### REQUEST
Write out everything from the row containing "Each instance receives one keypoint. Mark the gray" down through the last of the rows below, requests included. Scale every x and y coordinate in the answer points by 2.3 and round each result to a whole number, with halves rounding up.

(Records from a data source)
## Begin
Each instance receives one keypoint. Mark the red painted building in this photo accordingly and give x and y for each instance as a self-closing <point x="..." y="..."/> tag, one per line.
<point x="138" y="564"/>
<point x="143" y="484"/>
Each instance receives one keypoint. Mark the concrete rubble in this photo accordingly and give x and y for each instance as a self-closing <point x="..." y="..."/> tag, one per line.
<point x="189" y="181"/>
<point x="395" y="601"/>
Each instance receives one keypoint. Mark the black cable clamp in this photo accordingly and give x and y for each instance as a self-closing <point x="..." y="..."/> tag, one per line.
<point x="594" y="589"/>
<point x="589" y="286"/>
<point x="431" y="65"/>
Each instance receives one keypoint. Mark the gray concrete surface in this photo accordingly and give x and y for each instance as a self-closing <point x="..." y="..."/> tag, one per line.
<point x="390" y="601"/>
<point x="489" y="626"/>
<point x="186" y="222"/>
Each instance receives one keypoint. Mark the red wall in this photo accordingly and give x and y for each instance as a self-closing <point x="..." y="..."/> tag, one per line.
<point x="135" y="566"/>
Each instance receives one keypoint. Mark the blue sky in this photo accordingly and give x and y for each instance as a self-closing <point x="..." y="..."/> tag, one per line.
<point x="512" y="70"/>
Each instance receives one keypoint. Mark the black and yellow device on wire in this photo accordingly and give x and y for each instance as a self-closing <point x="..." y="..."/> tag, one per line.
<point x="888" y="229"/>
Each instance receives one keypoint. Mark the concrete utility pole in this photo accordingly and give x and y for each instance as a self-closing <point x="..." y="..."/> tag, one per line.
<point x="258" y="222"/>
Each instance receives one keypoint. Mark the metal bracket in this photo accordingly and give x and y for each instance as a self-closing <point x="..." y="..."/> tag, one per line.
## End
### ANSWER TO THE PROBLEM
Each instance receives one keypoint. Mark the gray concrete surface in this photo accordingly and give x and y for each instance as a self-closing <point x="..." y="..."/> tag, one per line.
<point x="897" y="1382"/>
<point x="1125" y="1440"/>
<point x="428" y="511"/>
Each instance receives one keypoint. Mark the red wall in this photo accordingly and give x and y for each instance as a self-closing <point x="..." y="..."/> tag, one per line.
<point x="311" y="1302"/>
Each instance receives one keypoint. Mark the blue sky in this photo accordingly and give x and y for each instance as a self-closing <point x="..." y="..."/> tag, one per line.
<point x="1178" y="161"/>
Each instance receives one keypoint. Mark the black and yellow device on wire in this photo accordingly and give x and y for each instance as a self-closing <point x="..." y="..."/> tag, one per line.
<point x="2042" y="527"/>
Each instance receives one keypoint. Mark the concrete utility pole in this photo accordingly and give x and y for each instance as a self-closing <point x="..." y="..."/> tag, one per line.
<point x="593" y="511"/>
Each instance receives one keypoint. Mark the metal bracket in this photo accordingly and give x and y for each instance as a self-closing <point x="..." y="..."/> tag, one per line.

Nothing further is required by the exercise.